WHAT IS NEEDED: Please rewrite the listing between the lines holding "--target utility pole" and "M 43 712 L 46", inclusive, replacing "billboard sign" with "roadside billboard" and leaving everything else unchanged.

THE DATA:
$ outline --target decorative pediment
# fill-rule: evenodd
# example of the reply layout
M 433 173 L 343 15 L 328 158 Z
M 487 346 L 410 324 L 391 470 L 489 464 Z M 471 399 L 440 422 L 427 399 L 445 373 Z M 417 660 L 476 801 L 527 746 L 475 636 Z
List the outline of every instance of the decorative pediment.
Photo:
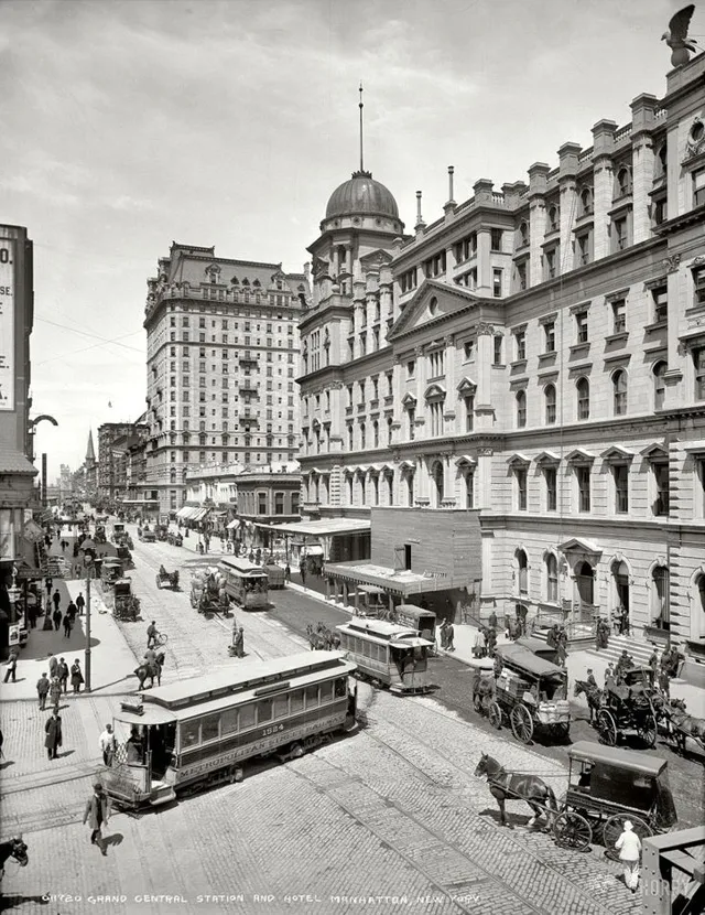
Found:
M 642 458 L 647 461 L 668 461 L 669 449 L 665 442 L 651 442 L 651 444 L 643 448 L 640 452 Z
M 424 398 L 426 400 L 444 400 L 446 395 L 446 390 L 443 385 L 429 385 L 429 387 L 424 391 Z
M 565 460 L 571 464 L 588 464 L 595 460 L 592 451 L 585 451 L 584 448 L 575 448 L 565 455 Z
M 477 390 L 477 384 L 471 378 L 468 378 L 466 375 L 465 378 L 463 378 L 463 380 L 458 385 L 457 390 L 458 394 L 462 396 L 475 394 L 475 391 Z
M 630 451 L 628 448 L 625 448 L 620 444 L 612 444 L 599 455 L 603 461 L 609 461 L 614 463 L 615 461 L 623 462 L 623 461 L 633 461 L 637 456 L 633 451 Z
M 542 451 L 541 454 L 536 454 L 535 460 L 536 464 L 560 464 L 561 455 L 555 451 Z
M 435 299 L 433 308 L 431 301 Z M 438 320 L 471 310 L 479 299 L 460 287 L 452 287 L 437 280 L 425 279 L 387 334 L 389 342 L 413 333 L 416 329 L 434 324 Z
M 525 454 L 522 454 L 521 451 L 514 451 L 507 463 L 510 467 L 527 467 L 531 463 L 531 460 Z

* * *

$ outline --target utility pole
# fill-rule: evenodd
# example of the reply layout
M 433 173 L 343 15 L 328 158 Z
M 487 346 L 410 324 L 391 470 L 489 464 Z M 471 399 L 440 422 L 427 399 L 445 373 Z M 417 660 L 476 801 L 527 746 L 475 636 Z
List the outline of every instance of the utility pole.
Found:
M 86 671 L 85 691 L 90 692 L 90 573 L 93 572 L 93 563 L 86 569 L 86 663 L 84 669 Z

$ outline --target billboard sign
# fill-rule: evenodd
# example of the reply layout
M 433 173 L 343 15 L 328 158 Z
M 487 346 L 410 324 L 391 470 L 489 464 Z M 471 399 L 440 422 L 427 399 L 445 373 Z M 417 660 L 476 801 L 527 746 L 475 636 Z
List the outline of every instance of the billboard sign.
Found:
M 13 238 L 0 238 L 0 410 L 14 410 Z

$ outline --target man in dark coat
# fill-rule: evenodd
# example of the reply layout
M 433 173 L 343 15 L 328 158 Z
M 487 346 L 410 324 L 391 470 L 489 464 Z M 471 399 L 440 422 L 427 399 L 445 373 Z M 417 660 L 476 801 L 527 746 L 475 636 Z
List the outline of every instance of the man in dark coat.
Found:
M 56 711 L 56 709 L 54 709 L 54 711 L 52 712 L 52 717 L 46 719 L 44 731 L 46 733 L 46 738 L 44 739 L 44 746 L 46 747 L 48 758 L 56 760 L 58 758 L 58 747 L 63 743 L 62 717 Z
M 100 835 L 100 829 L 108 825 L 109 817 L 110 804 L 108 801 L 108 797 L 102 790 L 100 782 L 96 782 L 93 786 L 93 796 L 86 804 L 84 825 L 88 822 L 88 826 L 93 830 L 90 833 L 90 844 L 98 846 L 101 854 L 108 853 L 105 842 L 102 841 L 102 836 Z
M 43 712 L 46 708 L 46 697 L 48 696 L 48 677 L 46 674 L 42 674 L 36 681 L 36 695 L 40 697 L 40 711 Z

COMPLETE ANSWER:
$ outline --target utility pole
# fill-rule: evenodd
# example of the reply layout
M 433 173 L 343 15 L 328 158 Z
M 487 346 L 410 324 L 391 470 L 489 464 Z M 471 399 L 440 422 L 427 399 L 445 373 Z M 417 660 L 476 801 L 527 746 L 475 636 Z
List the outline of every instance of the utility pole.
Found:
M 86 671 L 85 691 L 90 692 L 90 573 L 93 572 L 93 563 L 86 569 L 86 663 L 84 669 Z

$ outline --target roadside billboard
# fill-rule: evenodd
# example of the reply layout
M 433 173 L 343 15 L 328 158 Z
M 487 346 L 410 324 L 391 470 L 489 464 Z M 471 399 L 440 422 L 427 399 L 445 373 Z M 417 660 L 476 801 L 527 746 L 475 636 Z
List the outline of every instance of the roadside billboard.
Found:
M 13 238 L 0 238 L 0 410 L 14 410 Z

$ outline --target man in dark coat
# fill-rule: evenodd
# example of the reply layout
M 433 173 L 343 15 L 328 158 Z
M 487 346 L 410 324 L 391 470 L 489 464 Z M 471 399 L 440 422 L 427 399 L 445 373 Z M 417 660 L 476 801 L 527 746 L 475 636 Z
List the outline of every instance of the man in dark coat.
Found:
M 56 711 L 56 709 L 54 709 L 54 711 L 52 712 L 52 717 L 46 719 L 44 731 L 46 733 L 46 738 L 44 739 L 44 746 L 46 747 L 48 758 L 56 760 L 58 758 L 58 747 L 63 743 L 62 717 Z
M 100 835 L 100 829 L 108 825 L 109 817 L 110 804 L 108 801 L 108 797 L 102 790 L 100 782 L 96 782 L 93 786 L 93 796 L 86 804 L 84 825 L 88 822 L 88 826 L 93 830 L 90 833 L 90 844 L 98 846 L 101 854 L 108 853 L 105 842 L 102 841 L 102 836 Z
M 43 712 L 46 708 L 46 697 L 48 696 L 48 677 L 46 674 L 42 674 L 36 681 L 36 695 L 40 697 L 40 711 Z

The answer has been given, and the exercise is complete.